Location identification entries
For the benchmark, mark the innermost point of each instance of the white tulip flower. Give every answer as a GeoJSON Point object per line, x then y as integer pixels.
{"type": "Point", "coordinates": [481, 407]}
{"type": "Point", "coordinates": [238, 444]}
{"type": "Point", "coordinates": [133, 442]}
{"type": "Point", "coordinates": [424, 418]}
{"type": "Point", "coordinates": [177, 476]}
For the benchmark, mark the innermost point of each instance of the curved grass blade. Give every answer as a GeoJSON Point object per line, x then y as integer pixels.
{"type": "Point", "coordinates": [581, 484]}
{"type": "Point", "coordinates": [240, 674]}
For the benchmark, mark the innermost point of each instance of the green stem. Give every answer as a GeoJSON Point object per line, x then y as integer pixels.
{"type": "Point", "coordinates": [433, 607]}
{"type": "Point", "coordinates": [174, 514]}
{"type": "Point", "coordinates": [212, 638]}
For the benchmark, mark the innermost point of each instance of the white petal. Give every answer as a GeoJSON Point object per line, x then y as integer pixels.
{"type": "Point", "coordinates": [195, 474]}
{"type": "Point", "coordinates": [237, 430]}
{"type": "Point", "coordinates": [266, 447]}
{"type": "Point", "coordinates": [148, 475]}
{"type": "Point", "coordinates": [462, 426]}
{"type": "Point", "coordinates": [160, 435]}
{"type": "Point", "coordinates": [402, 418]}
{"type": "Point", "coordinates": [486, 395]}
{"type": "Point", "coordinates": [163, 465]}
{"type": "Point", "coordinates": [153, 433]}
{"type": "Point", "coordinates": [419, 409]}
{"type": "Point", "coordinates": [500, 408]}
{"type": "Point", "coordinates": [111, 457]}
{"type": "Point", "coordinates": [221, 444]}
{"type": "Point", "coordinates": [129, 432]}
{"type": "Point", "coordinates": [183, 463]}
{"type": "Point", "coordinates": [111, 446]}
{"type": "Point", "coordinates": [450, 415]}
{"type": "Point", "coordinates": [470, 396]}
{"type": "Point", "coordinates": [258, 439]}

**Task to complete:** Reproduce verbatim the lines of the items beginning with the line that contains "the white petal." and continuing through the final line of the items.

**Expected answer:**
For the benchmark, mark the innermost point of each instance of the white petal. Give every answer as a GeoJSON Point object per line, x then y as integer pixels.
{"type": "Point", "coordinates": [195, 474]}
{"type": "Point", "coordinates": [237, 430]}
{"type": "Point", "coordinates": [266, 447]}
{"type": "Point", "coordinates": [148, 475]}
{"type": "Point", "coordinates": [462, 426]}
{"type": "Point", "coordinates": [160, 435]}
{"type": "Point", "coordinates": [402, 418]}
{"type": "Point", "coordinates": [486, 395]}
{"type": "Point", "coordinates": [163, 465]}
{"type": "Point", "coordinates": [153, 433]}
{"type": "Point", "coordinates": [419, 409]}
{"type": "Point", "coordinates": [500, 408]}
{"type": "Point", "coordinates": [111, 457]}
{"type": "Point", "coordinates": [221, 444]}
{"type": "Point", "coordinates": [129, 432]}
{"type": "Point", "coordinates": [183, 463]}
{"type": "Point", "coordinates": [111, 446]}
{"type": "Point", "coordinates": [450, 415]}
{"type": "Point", "coordinates": [470, 396]}
{"type": "Point", "coordinates": [258, 439]}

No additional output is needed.